PROBLEM STATEMENT:
Set down the full listing exactly as given. Any pictures are to be left out.

□ □ □ □

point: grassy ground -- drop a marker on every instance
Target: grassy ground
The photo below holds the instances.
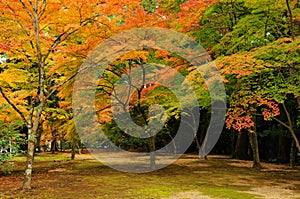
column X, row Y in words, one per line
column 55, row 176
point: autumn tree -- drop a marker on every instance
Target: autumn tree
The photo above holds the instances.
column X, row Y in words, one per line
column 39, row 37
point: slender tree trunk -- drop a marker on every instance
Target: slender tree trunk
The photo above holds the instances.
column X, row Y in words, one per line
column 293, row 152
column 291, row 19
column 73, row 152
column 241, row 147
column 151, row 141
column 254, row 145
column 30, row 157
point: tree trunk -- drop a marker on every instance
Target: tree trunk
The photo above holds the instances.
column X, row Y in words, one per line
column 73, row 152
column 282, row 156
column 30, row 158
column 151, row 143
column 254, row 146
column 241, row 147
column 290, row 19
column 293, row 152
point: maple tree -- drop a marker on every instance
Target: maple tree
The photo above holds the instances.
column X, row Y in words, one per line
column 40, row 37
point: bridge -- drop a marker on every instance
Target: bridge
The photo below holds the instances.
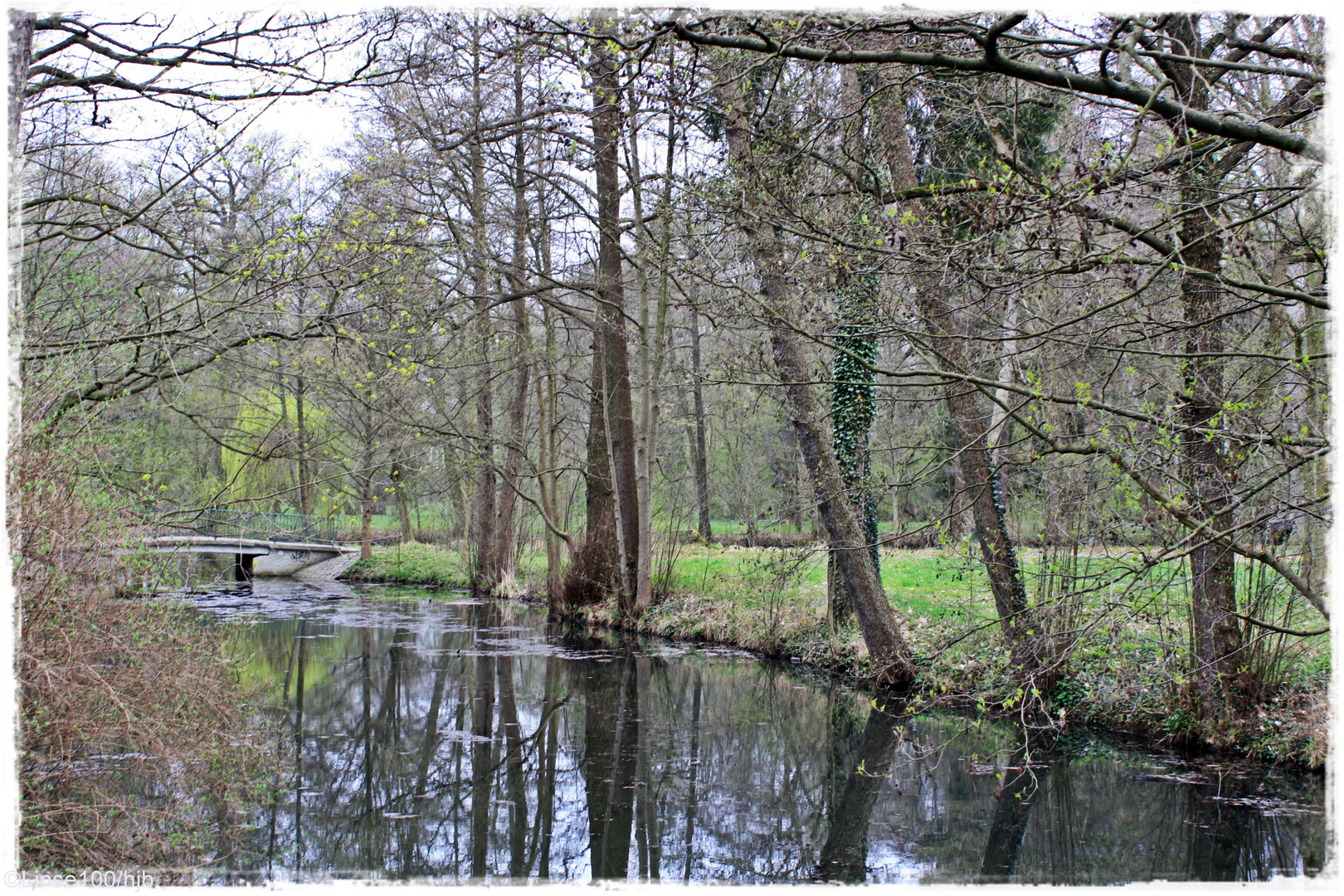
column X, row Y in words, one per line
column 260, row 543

□ □ □ □

RESPONSE TO THIS EXERCISE:
point: grassy ground -- drop a marker on every instance
Target: grassy ground
The photo below holds the instances.
column X, row Y in words, one per line
column 55, row 176
point: autumn tree -- drop a marker on every instance
Target: autumn tree
The photo above holds the instances.
column X, row Y in words, one per line
column 39, row 37
point: slender tree trunk -- drop a marker on every instance
Target: slender tree trunk
The photo above holds the instances.
column X, row Y in words, one per line
column 293, row 152
column 291, row 19
column 73, row 152
column 241, row 147
column 151, row 141
column 254, row 145
column 30, row 157
point: tree trunk -- drop a marker on every instance
Target: tree trunk
The photo above holds the instances.
column X, row Y in words, one per line
column 73, row 152
column 282, row 156
column 30, row 158
column 151, row 143
column 254, row 146
column 241, row 147
column 290, row 19
column 293, row 152
point: maple tree -- drop a marker on every instance
Target: maple tree
The photo above holds the instances.
column X, row Y in words, one per line
column 40, row 37
point: bridge -- drop a marker on every instance
Target: bridge
The photo below holds the instances.
column X, row Y in words, one per line
column 260, row 543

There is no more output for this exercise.